Arrange everything from the line containing "Expected: a point placed on each instance of the labrador" down to the end of the items as a Markdown table with two columns, Number and Text, giving each line a row number and leaving out blank lines.

Available data:
* * * * *

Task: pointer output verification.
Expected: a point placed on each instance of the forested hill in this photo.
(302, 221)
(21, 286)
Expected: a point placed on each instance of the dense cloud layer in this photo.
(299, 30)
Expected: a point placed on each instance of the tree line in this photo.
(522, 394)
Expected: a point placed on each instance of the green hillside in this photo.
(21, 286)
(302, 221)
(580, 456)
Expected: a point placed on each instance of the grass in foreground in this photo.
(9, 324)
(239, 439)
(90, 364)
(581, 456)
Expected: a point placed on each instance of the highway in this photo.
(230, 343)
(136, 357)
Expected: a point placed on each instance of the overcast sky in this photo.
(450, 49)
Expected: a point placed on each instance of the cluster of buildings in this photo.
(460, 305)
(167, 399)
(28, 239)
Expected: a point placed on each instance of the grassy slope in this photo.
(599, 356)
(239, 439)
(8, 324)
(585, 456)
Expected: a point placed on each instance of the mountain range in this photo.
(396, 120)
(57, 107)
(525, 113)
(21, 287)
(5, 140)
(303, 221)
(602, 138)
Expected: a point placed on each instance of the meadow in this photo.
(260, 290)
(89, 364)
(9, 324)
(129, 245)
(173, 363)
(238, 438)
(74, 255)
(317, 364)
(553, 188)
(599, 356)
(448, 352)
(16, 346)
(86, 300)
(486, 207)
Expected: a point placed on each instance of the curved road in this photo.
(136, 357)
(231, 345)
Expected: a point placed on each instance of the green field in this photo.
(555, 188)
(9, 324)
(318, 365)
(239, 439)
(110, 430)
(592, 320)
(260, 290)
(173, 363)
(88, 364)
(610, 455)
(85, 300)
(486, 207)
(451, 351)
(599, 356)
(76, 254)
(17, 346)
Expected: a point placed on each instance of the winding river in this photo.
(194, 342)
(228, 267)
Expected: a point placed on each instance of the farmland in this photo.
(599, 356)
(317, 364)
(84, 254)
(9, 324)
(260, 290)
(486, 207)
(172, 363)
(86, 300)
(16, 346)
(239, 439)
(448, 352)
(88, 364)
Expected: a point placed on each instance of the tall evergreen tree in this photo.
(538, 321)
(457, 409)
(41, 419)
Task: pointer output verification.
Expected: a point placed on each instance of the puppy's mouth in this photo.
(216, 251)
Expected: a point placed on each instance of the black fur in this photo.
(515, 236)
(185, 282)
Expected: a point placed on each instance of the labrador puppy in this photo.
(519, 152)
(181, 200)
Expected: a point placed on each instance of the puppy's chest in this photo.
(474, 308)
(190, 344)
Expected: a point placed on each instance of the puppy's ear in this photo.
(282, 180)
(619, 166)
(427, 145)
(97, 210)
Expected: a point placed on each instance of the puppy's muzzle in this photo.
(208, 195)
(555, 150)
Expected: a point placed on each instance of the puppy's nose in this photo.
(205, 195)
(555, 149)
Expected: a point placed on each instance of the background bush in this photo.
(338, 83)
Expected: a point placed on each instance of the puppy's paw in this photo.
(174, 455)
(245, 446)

* * * * *

Exercise solution:
| Number | Text |
|---|---|
| 1 | Expected: a point placed on each instance of the labrador puppy in this photo. |
| 2 | (519, 152) |
| 3 | (181, 200) |
| 4 | Expected: a point placed on each instance of the puppy's chest in this photo. |
| 5 | (474, 308) |
| 6 | (190, 344) |
| 7 | Expected: a point placed on each instance of the puppy's ear in this photo. |
| 8 | (282, 180) |
| 9 | (619, 166) |
| 10 | (427, 145) |
| 11 | (97, 210) |
| 12 | Expected: a point placed on each instance of the puppy's muzzle in this photo. |
| 13 | (208, 195) |
| 14 | (555, 150) |
| 15 | Expected: a point placed on each instance of the puppy's nose in this photo. |
| 16 | (205, 195) |
| 17 | (555, 149) |
| 18 | Expected: a point placed on each instance of the background bush in this photo. |
| 19 | (338, 83) |
| 20 | Expected: a point placed on each instance of the puppy's paw in this photo. |
| 21 | (174, 455) |
| 22 | (245, 446) |